Turn Off File Sharing

If you’re using unfamiliar networks, you don’t have the same guarantee of privacy for the files on your computer unless you turn file sharing off. With file sharing on, you may not even be aware that someone else on the network you’re connected to is snooping through your computer’s hard drive.

Avoid Accessing Sensitive Informative While Connected to an Unknown Network

When possible you should refrain from viewing or entering private data while using unfamiliar networks. The network administrator or others may have access to view your online activity. No matter who it is, you don’t want them to be able to view things such as your online banking log in, social media and email passwords, or any other personal data.

Use Password Protection

Make sure that your laptop is set up with a password so that every time you turn it on or wake it up, you need to enter a pin or password. Choose your password carefully, and come up with something that would be very difficult to guess.

AVAILABLE DATA:
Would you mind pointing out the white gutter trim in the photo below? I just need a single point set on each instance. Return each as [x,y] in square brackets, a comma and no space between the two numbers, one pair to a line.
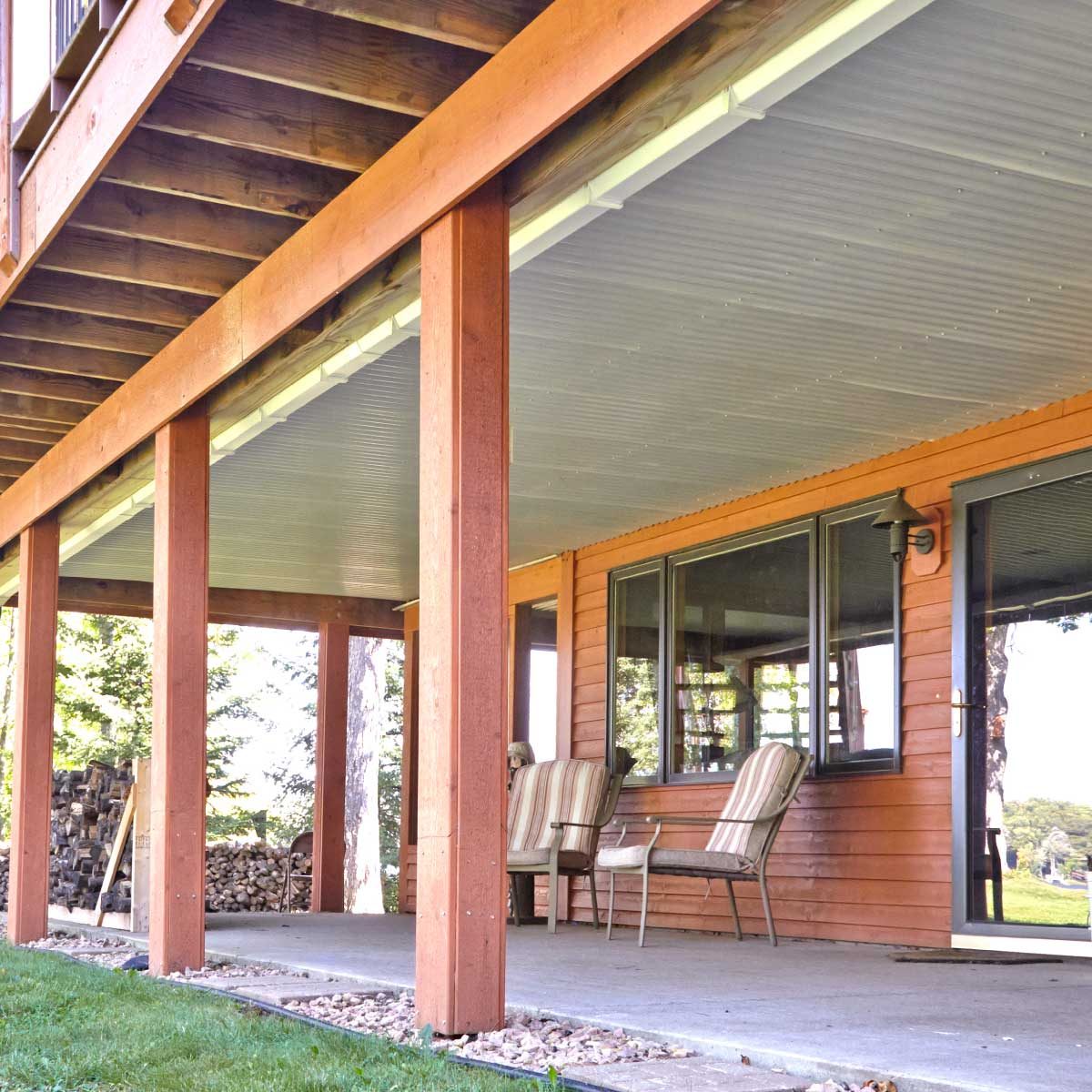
[822,48]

REQUEST A:
Summarize the security tips above in two sentences.
REQUEST B:
According to the security tips, who may be able to view your online activity on an unfamiliar network?

RIGHT ANSWER A:
On unfamiliar networks, turn off file sharing so that others on the network can't snoop through your hard drive. Avoid viewing or entering private data such as banking logins and passwords, since the network administrator or others may see your online activity, and set your laptop to require a hard-to-guess pin or password whenever it is turned on or woken up.

RIGHT ANSWER B:
The network administrator or others.